Stated problem ::
Reproduce each of the following rows verbatim, with no changes to wording, punctuation, or spacing.

## start Data supplied

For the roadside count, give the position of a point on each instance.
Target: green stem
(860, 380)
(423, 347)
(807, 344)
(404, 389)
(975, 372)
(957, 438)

## end Data supplied

Exercise response ::
For the roadside count, give the position of a point on each instance.
Target: green stem
(860, 380)
(423, 347)
(807, 344)
(404, 389)
(975, 372)
(957, 438)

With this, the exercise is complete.